===== Records

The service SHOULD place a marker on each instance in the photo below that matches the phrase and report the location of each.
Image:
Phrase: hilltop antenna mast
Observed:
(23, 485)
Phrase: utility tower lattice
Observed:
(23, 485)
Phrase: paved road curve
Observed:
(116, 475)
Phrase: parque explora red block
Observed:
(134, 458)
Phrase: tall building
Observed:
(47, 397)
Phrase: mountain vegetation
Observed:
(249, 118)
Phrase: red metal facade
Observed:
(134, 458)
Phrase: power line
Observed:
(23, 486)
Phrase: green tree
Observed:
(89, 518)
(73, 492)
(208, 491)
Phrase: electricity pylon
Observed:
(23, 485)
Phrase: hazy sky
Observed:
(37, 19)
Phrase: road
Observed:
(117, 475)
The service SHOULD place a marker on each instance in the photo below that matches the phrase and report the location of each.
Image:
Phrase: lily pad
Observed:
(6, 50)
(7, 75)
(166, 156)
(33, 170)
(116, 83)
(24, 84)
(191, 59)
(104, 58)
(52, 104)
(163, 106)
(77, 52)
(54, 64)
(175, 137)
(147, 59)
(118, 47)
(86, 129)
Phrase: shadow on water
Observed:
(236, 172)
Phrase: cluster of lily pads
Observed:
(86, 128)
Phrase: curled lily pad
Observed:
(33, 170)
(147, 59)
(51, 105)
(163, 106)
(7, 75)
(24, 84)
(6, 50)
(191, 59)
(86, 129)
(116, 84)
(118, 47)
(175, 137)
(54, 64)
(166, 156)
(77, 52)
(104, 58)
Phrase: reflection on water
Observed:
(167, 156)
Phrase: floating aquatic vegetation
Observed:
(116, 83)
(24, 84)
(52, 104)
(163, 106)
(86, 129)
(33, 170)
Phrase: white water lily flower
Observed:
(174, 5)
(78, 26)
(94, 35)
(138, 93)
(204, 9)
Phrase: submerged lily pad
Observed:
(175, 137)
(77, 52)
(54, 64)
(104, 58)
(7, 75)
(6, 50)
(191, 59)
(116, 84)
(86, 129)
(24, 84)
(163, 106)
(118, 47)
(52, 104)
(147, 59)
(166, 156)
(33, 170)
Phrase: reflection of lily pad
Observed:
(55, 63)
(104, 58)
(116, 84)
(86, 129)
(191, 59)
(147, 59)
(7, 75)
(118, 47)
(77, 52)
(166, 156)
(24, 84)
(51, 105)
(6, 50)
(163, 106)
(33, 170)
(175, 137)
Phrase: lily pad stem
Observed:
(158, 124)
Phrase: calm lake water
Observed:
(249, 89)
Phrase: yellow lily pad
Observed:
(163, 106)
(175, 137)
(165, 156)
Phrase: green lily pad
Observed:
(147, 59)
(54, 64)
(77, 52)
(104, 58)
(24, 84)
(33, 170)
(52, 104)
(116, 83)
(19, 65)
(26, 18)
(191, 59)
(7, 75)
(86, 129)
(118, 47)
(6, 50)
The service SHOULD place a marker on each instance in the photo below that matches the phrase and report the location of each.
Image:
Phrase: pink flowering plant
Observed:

==========

What is needed is an exact copy of the entries from their first line down to the line with "Phrase: white water lily flower", that line included, and nothing beyond it.

The service SHOULD place a marker on each instance in the photo below that matches the phrase and report the location of each.
Image:
Phrase: hilltop antenna mast
Observed:
(23, 485)
Phrase: utility tower lattice
Observed:
(23, 485)
Phrase: paved road curve
Observed:
(116, 475)
Phrase: parque explora red block
Observed:
(134, 458)
Phrase: tall building
Observed:
(47, 397)
Phrase: mountain vegetation
Observed:
(249, 118)
Phrase: red metal facade
Observed:
(134, 458)
Phrase: power line
Observed:
(23, 486)
Phrase: green tree
Observed:
(89, 518)
(73, 492)
(208, 491)
Phrase: electricity pylon
Observed:
(23, 485)
Phrase: hazy sky
Observed:
(37, 19)
Phrase: road
Observed:
(117, 475)
The service SHOULD place a marker on each instance in the photo below that matches the phrase and report the location of each.
Image:
Phrase: lily pad
Observed:
(6, 50)
(7, 75)
(166, 156)
(33, 170)
(116, 83)
(24, 84)
(191, 59)
(104, 58)
(52, 104)
(163, 106)
(77, 52)
(54, 64)
(175, 137)
(147, 59)
(118, 47)
(86, 129)
Phrase: shadow on water
Observed:
(236, 172)
Phrase: cluster of lily pads
Observed:
(86, 128)
Phrase: curled lily pad
Observed:
(33, 170)
(147, 59)
(51, 105)
(163, 106)
(7, 75)
(24, 84)
(6, 50)
(191, 59)
(86, 129)
(116, 84)
(118, 47)
(175, 137)
(54, 64)
(166, 156)
(77, 52)
(104, 58)
Phrase: reflection on water
Observed:
(167, 156)
Phrase: floating aquatic vegetation
Observed:
(116, 83)
(24, 84)
(52, 104)
(163, 106)
(86, 129)
(33, 170)
Phrase: white water lily flower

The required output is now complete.